_Gestellte Aufgabe 1_: Such in den Zeilen jede heraus, in der die Zeichenfolge „shrub“ vorkommt, und schreib sie ab.

_Ausgangstext_:

▬▬▬▬▬▬▬▬▬▬

Der staatliche Rassismus der Bundesrepublik – ob militärisch an den europäischen Außengrenzen, in Uniform von Polizei und Zoll im Inneren oder im Anzug hinter einem Behördenschalter – hat in den letzten Jahrzehnten ohnehin gezeigt, dass es hier noch nie ein Tabu war, „Ausländer“ zu erniedrigen, ihnen mit Zwangsmaßnahmen zu begegnen oder Gewalt anzutun. Dieser Rassismus ist legal – nur wo er zu Mord und Totschlag übergeht, wird er geleugnet. Polizei und Staatsanwaltschaft haben daher in den Tagen nach Kamals Ermordung beteuert, es lägen keine Anhaltspunkte für ein rassistisches Motiv vor. Tatsächlich sind die Täter der Polizei sehrwohl als „rechtsextrem“ bekannt. Ein Pressefoto zeigt einen der Mörder sogar mit einem Pullover mit der Aufschrift „Kick off Antifascism“. Dass überhaupt zwei Deutsche des Nachts auf Ausländerjagd gehen, ist an sich gesehen scheinbar zu „gewöhnlich“, um schon als rassistisch gelten zu können.
So jedenfalls sieht es die Leipziger Volkszeitung (LVZ), die leider einzige örtliche Tageszeitung. Dort wurde der Versuch von Polizei und Staatsanwaltschaft unterstützt, die offenkundige Möglichkeit eines rassistischen Tatmotivs zu verschleiern. Stattdessen wurde am 26.10., zwei Tage nach dem Mord, deutlich darauf hingewiesen, dass „auch das Opfer“ kein „unbeschriebenes Blatt“, sondern „polizeibekannt“ sei. [5] Offenbar wollte die LVZ eine eigene Version des Tathergangs kolportieren: Wenn sich Täter und Opfer tief in der Nacht vor dem Hauptbahnhof begegnen, könnte es ein Streit unter Kriminellen gewesen sein… Dem ist aber nicht so: Kamal wohnt unweit des Hauptbahnhofs, er war auf dem Heimweg von einer Disko. Der „kriminelle“ Hintergrund ist eine Erfindung der LVZ, die aus dem verbreiteten Vorurteil, Ausländer_innen seien per se kriminell, druckreife Fakten produziert. [6]
Im Übrigen bedarf es eines besonders verhärteten Zynismus, einen rassistischen Mord mit dem Hinweis verharmlosen zu wollen, es seien „Kriminelle“ involviert gewesen, die Tat habe also „den Richtigen“ getroffen. Die Redakteur_innen der LVZ wissen sich hier im Einklang mit ihren Leser_innen, die deren Brand-Sätze in den Kommentarspalten sogleich in die ebenso frei erfundene These über angebliches „Drogenmilieu“ gesteigert haben. Nicht ungewöhnlich für die LVZ: Ende August wurde Sarrazin auf Seite 1 gehoben und vom Leitartikler mit den Worten gelobt, er argumentiere „nie in Stammtischmanier dumpf aus dem hohlen Bauch heraus, sondern beschreibt nur ungeschminkt und mit Fakten untermauert unbequeme Wahrheiten.“ [7] Dass Sarrazin mit allem „Recht hat“, bestätigten sogleich 99 Prozent (!) der LVZ-Leser_innen in einer Telefonumfrage. [8] Im Rahmen dieser Debatte hat die LVZ auch dem Moslem-Hasser und national-konservativen Publizisten Udo Ulfkotte ein Interview und damit Platz für die versprochenen rassistischen „Wahrheiten“ eingeräumt. [9]
Was in der Presse so gut wie nie auftaucht, ist eine Auseinandersetzung mit dem rassistisch geprägten Alltag, den Migrant_innen auch in Leipzig durchleben. Nur ein Beispiel sind die Planungen der Stadt aus dem vergangenen Jahr, im Stadtteil Thekla ein neues Asylbewerber_innen-Heim einzurichten. Dessen Standort sollte – laut Stadtratsmehrheit – nach explizit rassistischen Gesichtspunkten ausgewählt werden: Die Bewohner_innen sollten fernab kultureller, sozialer und Bildungseinrichtungen, außerhalb von Wohngebieten und urbanen Zentren massenhaft in „Wohncontainern“ untergebracht werden. Dagegen regte sich Protest [10] – der Plan scheiterte letztlich aber daran, dass der Stadt alle eingeholten Angebote zu teuer waren.

▬▬▬▬▬▬▬▬▬▬

_Vorliegende Daten_:
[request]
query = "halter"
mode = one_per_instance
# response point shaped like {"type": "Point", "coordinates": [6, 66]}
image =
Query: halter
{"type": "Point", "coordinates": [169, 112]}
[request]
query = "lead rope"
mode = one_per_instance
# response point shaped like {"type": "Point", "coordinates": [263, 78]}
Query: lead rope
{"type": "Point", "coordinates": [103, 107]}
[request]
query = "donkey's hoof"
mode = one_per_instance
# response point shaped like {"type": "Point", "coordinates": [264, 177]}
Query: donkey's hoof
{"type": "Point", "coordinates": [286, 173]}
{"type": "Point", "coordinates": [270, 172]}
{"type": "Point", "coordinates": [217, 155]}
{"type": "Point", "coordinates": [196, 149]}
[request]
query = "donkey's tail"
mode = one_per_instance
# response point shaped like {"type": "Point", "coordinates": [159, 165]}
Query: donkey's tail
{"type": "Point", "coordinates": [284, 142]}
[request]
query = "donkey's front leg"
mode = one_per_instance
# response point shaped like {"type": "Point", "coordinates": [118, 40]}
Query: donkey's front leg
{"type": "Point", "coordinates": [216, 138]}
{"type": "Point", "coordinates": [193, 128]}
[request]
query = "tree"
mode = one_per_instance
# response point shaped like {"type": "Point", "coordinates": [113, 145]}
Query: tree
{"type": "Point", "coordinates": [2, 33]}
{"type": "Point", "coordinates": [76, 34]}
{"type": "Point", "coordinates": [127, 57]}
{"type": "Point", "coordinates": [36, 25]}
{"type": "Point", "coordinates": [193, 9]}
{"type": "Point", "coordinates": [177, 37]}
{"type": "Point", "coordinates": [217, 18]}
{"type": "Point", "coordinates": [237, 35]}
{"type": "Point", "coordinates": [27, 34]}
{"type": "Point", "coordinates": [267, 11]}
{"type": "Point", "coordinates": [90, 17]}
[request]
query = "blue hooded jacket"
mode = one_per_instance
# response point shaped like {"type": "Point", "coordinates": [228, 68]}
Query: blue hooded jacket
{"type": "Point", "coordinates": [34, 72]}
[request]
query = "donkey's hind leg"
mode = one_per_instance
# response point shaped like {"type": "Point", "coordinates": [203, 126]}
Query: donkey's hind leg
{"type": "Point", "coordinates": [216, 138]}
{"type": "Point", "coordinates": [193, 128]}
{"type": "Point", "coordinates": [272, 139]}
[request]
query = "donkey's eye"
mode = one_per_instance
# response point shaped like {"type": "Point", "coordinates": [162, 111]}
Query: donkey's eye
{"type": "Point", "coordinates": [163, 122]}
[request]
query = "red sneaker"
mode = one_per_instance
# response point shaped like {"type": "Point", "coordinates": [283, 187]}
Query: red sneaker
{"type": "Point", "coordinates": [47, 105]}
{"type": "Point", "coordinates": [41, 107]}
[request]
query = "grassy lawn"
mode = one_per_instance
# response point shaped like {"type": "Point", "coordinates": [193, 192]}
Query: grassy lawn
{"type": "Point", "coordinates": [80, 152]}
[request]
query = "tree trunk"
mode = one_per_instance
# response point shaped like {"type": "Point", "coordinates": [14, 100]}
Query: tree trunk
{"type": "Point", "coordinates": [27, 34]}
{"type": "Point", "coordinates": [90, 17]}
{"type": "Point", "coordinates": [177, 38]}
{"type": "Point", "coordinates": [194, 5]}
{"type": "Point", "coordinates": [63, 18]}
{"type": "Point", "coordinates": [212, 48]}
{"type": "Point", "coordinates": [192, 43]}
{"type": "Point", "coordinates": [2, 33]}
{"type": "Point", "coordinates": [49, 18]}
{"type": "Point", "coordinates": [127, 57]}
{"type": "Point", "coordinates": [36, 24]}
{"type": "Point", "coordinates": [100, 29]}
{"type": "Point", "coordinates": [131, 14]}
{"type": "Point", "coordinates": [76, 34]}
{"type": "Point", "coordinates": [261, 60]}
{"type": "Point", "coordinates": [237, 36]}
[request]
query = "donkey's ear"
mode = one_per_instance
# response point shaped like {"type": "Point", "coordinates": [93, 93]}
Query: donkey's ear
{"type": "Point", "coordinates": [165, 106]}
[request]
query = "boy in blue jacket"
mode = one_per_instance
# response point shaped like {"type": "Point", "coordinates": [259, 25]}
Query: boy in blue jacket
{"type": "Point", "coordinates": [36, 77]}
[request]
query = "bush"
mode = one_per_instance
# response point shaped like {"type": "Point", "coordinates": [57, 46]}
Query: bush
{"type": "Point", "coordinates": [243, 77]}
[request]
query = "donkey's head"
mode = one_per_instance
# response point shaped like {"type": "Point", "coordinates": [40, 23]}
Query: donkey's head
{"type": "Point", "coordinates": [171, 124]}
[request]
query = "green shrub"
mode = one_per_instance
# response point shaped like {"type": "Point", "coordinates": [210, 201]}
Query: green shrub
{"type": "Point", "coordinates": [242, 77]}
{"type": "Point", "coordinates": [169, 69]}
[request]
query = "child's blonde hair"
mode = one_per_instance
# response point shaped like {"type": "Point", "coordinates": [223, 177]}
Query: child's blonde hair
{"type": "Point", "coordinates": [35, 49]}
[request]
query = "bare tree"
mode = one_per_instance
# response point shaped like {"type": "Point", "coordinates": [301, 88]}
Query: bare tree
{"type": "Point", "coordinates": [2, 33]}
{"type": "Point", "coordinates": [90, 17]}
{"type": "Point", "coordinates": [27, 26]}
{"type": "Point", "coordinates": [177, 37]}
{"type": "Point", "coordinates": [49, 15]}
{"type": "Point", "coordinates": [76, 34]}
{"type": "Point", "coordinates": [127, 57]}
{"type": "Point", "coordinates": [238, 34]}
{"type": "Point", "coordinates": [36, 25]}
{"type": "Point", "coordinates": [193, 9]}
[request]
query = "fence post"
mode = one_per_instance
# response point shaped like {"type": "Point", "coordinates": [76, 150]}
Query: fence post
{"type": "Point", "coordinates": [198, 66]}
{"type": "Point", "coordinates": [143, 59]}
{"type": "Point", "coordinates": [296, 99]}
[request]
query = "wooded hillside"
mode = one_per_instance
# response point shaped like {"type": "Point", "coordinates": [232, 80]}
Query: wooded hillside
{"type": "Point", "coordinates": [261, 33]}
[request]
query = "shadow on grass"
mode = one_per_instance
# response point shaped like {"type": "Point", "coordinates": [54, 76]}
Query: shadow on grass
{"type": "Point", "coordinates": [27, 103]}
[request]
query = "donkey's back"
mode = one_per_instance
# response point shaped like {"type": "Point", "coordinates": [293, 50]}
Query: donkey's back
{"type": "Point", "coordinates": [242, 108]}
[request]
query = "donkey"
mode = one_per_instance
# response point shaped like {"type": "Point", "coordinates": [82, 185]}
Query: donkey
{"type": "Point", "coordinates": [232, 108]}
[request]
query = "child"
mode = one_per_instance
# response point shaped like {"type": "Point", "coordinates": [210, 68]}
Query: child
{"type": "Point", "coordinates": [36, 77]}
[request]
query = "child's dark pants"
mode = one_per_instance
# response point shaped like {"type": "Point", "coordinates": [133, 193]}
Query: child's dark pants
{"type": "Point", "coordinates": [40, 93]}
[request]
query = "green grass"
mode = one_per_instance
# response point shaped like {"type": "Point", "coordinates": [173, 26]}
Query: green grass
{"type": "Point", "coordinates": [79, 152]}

▬▬▬▬▬▬▬▬▬▬

_Gestellte Aufgabe 2_:
Passen diese Aussagen zum Text über Rassismus in Leipzig? Antworte bei jeder mit Ja oder Nein und zitiere die Stelle aus dem Text, die das entscheidet, wörtlich.
(a) Kamal wohnte nicht weit vom Hauptbahnhof.
(b) Der Plan für das Heim in Thekla scheiterte am Protest dagegen.
(c) In einer Telefonumfrage gaben 99 Prozent der LVZ-Leser_innen Sarrazin recht.

_Richtiges Ergebnis 1_:
query = "green shrub"
Query: green shrub

_Richtiges Ergebnis 2_:
(a) Ja: „Kamal wohnt unweit des Hauptbahnhofs“
(b) Nein: „der Plan scheiterte letztlich aber daran, dass der Stadt alle eingeholten Angebote zu teuer waren“
(c) Ja: „Dass Sarrazin mit allem „Recht hat“, bestätigten sogleich 99 Prozent (!) der LVZ-Leser_innen in einer Telefonumfrage.“